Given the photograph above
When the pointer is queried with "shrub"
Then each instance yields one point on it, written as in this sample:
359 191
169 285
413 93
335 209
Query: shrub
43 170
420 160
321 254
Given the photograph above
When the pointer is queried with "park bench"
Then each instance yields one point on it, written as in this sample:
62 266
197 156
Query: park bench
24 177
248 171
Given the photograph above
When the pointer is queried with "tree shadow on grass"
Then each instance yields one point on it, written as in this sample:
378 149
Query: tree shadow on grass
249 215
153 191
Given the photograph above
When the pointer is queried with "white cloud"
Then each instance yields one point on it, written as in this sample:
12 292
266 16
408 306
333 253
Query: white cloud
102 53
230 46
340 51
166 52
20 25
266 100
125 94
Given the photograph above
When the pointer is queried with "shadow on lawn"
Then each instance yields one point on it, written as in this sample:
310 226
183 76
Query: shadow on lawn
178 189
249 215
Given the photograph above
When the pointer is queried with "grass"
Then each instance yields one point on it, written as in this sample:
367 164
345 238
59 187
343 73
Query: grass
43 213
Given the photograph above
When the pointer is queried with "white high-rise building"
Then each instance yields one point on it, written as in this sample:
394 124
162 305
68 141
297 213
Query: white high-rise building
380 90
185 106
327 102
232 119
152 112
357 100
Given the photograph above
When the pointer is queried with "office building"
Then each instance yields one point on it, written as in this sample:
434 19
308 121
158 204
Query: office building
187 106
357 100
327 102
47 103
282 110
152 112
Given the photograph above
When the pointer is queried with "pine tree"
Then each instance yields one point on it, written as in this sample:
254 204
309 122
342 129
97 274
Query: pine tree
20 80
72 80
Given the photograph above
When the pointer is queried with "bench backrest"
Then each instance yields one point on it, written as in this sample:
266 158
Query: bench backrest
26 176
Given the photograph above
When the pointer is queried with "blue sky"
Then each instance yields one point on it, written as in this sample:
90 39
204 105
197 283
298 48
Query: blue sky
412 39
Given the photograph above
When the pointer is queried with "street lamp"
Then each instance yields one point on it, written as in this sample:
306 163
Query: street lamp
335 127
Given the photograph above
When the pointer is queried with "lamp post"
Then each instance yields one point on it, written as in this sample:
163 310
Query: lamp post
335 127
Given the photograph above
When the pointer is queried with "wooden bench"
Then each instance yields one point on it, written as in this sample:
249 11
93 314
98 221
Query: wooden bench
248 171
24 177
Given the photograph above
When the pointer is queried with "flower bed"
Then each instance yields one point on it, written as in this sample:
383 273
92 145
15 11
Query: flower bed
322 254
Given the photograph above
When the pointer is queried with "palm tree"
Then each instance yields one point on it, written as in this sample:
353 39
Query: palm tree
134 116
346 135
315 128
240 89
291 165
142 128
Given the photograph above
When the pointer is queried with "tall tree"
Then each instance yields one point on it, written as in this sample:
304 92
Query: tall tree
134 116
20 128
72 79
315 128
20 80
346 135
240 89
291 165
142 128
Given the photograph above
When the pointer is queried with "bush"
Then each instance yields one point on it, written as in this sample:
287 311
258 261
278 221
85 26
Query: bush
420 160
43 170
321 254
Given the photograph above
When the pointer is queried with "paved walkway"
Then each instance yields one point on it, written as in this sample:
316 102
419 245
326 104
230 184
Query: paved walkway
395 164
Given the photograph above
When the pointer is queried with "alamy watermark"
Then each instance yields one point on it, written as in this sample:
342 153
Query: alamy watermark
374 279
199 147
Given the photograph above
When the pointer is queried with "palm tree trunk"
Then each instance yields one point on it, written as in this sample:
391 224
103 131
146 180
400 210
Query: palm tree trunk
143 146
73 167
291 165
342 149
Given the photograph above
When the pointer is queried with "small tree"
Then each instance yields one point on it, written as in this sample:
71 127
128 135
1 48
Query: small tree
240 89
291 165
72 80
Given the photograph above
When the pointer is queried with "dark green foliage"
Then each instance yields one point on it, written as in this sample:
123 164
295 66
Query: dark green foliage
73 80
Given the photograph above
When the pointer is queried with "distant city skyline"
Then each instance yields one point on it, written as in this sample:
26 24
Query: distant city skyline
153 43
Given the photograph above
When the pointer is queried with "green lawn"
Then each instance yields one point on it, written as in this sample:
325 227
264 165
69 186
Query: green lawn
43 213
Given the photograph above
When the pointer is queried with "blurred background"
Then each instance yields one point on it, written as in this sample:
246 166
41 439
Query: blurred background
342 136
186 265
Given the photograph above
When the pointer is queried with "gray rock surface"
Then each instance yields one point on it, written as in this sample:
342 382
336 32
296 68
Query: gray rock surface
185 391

* * *

Pull out each line above that contains the string "walkway", treating uppercase and lowercase letters as distinct.

TASK SOLUTION>
When the pointer is queried with "paved walkway"
Query: paved walkway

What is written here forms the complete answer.